### STATED PROBLEM
Your task is to write out the lines from the line containing "For every instance of the open" through the last line of the material, exactly.

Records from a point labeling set
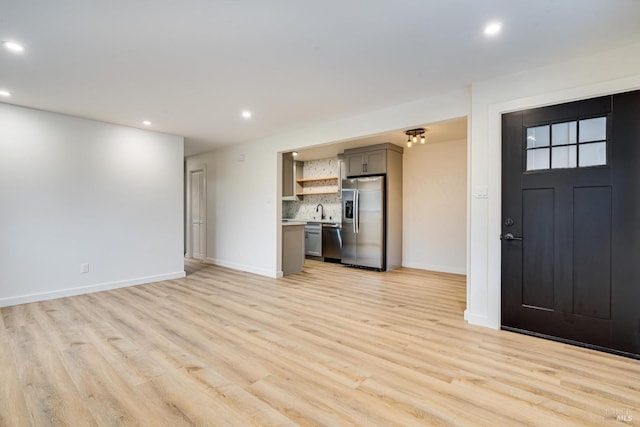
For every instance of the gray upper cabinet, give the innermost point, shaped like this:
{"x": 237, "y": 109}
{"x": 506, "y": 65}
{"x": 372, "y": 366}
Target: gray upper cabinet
{"x": 366, "y": 163}
{"x": 372, "y": 160}
{"x": 291, "y": 171}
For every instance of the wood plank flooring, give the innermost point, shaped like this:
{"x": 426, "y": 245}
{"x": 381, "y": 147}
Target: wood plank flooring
{"x": 330, "y": 346}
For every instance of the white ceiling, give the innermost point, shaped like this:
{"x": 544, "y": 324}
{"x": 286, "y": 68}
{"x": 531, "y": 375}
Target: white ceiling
{"x": 451, "y": 130}
{"x": 192, "y": 66}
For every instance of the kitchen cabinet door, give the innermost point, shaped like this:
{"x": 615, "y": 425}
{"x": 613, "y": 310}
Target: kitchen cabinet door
{"x": 367, "y": 163}
{"x": 375, "y": 162}
{"x": 291, "y": 171}
{"x": 355, "y": 164}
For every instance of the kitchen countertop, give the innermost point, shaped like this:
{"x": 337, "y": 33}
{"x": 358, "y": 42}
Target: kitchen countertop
{"x": 293, "y": 222}
{"x": 304, "y": 221}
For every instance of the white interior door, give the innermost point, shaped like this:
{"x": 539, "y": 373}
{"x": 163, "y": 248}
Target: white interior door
{"x": 198, "y": 215}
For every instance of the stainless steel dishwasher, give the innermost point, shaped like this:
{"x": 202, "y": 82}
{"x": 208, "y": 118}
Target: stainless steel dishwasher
{"x": 332, "y": 242}
{"x": 313, "y": 239}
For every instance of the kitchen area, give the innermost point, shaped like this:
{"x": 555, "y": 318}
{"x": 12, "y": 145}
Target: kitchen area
{"x": 343, "y": 209}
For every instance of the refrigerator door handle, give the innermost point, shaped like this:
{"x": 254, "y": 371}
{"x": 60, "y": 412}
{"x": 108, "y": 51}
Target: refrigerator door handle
{"x": 356, "y": 211}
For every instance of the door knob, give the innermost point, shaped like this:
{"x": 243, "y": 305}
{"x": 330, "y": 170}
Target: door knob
{"x": 509, "y": 236}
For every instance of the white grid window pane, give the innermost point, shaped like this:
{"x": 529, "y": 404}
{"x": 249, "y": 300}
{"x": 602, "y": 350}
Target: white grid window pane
{"x": 538, "y": 159}
{"x": 564, "y": 133}
{"x": 593, "y": 129}
{"x": 538, "y": 136}
{"x": 564, "y": 157}
{"x": 594, "y": 154}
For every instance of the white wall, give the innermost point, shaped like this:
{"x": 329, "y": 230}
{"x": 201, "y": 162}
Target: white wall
{"x": 435, "y": 206}
{"x": 605, "y": 73}
{"x": 244, "y": 225}
{"x": 78, "y": 191}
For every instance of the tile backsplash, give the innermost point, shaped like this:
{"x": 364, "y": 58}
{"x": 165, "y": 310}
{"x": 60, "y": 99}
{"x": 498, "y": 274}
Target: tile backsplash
{"x": 305, "y": 208}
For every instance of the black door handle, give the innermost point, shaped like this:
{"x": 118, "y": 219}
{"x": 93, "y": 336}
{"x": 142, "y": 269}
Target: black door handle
{"x": 509, "y": 236}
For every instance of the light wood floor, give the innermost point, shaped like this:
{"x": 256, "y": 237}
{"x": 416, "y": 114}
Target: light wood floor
{"x": 330, "y": 346}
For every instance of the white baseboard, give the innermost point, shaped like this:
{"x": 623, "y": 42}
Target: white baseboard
{"x": 432, "y": 267}
{"x": 245, "y": 268}
{"x": 474, "y": 319}
{"x": 43, "y": 296}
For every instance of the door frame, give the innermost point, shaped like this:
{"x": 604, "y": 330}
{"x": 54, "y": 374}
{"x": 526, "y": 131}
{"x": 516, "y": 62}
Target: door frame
{"x": 484, "y": 254}
{"x": 199, "y": 168}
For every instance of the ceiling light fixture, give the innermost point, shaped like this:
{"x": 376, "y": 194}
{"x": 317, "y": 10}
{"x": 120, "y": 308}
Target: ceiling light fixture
{"x": 13, "y": 46}
{"x": 492, "y": 28}
{"x": 414, "y": 134}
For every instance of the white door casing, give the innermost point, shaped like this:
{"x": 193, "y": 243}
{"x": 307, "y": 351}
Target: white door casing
{"x": 197, "y": 223}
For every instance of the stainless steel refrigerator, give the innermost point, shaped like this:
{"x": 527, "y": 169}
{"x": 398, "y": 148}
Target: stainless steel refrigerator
{"x": 363, "y": 222}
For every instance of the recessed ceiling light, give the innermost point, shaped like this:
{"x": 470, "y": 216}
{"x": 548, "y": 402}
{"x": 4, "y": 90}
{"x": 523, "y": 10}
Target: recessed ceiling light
{"x": 492, "y": 28}
{"x": 13, "y": 46}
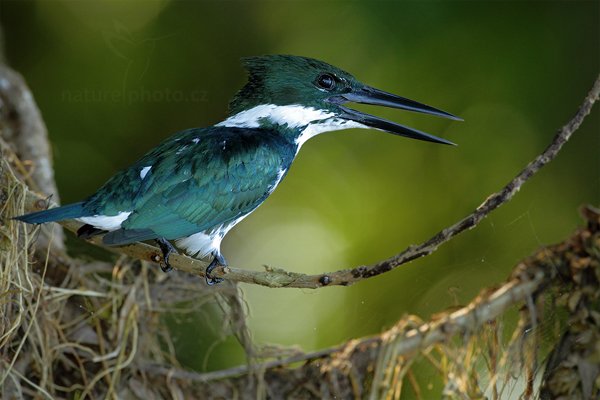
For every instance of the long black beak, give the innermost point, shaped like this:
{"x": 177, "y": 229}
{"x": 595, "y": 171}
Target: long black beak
{"x": 369, "y": 95}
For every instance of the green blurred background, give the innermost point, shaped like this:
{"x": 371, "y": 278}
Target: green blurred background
{"x": 113, "y": 78}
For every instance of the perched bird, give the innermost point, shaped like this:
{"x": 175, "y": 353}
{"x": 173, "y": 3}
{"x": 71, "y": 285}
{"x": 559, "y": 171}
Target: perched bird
{"x": 199, "y": 183}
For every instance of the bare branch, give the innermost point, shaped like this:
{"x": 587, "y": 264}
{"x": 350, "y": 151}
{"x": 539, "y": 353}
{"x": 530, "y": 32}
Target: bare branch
{"x": 272, "y": 277}
{"x": 22, "y": 126}
{"x": 564, "y": 265}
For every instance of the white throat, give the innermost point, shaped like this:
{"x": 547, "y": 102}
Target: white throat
{"x": 313, "y": 121}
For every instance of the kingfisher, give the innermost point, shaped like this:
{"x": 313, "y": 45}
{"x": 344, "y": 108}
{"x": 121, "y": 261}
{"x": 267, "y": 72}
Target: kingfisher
{"x": 198, "y": 184}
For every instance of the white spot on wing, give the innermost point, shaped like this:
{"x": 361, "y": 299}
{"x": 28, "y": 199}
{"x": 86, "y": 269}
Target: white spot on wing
{"x": 280, "y": 175}
{"x": 106, "y": 222}
{"x": 145, "y": 171}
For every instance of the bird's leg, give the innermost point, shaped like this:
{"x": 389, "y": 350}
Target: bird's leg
{"x": 217, "y": 260}
{"x": 167, "y": 248}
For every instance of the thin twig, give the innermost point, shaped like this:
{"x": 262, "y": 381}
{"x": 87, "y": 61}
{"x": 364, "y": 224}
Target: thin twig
{"x": 272, "y": 277}
{"x": 530, "y": 277}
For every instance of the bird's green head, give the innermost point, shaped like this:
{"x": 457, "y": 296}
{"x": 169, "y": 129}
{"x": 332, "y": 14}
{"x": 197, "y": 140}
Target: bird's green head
{"x": 308, "y": 96}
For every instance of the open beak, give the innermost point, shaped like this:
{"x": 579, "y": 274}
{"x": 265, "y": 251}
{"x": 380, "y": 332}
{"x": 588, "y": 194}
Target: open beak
{"x": 369, "y": 95}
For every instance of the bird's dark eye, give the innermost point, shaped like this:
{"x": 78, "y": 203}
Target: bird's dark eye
{"x": 326, "y": 81}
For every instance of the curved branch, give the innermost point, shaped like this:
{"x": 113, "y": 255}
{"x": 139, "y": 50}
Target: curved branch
{"x": 272, "y": 277}
{"x": 22, "y": 126}
{"x": 562, "y": 265}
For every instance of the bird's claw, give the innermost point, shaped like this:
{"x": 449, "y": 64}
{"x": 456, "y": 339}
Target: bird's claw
{"x": 167, "y": 248}
{"x": 211, "y": 280}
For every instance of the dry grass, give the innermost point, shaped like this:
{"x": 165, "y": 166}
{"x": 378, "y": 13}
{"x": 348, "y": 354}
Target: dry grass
{"x": 88, "y": 329}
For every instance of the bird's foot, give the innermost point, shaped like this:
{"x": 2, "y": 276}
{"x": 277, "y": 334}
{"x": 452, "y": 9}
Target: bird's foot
{"x": 217, "y": 260}
{"x": 167, "y": 248}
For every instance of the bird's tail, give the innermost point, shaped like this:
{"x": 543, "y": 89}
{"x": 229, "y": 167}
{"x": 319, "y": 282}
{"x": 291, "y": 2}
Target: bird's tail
{"x": 69, "y": 211}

### PROBLEM SOLUTION
For every instance of the open beak, give the innermost point, shaped like this:
{"x": 579, "y": 274}
{"x": 265, "y": 251}
{"x": 380, "y": 332}
{"x": 588, "y": 194}
Target: open beak
{"x": 369, "y": 95}
For every instance of the bird's dark eye, give the innermost point, shaped like this:
{"x": 78, "y": 203}
Target: bird's dark eye
{"x": 326, "y": 81}
For every instance of the curved branch, give the innermost point, shaped like this:
{"x": 113, "y": 255}
{"x": 139, "y": 50}
Target: curved branch
{"x": 272, "y": 277}
{"x": 22, "y": 126}
{"x": 562, "y": 265}
For every instance of the bird's claw, give the innermost point, shaped like this:
{"x": 449, "y": 64}
{"x": 456, "y": 339}
Target: bird's claw
{"x": 167, "y": 248}
{"x": 211, "y": 280}
For every instance of the dry grass, give the innermost point, shaped like this:
{"x": 165, "y": 166}
{"x": 378, "y": 13}
{"x": 348, "y": 354}
Target: dry grass
{"x": 88, "y": 329}
For every instance of the bird's foot, give the innermost point, shaped like this:
{"x": 2, "y": 276}
{"x": 277, "y": 334}
{"x": 452, "y": 9}
Target: bird's foot
{"x": 217, "y": 260}
{"x": 167, "y": 248}
For every instance of the bird's tail, give the innermost point, shaped like this:
{"x": 543, "y": 89}
{"x": 229, "y": 167}
{"x": 319, "y": 282}
{"x": 291, "y": 2}
Target: bird's tail
{"x": 69, "y": 211}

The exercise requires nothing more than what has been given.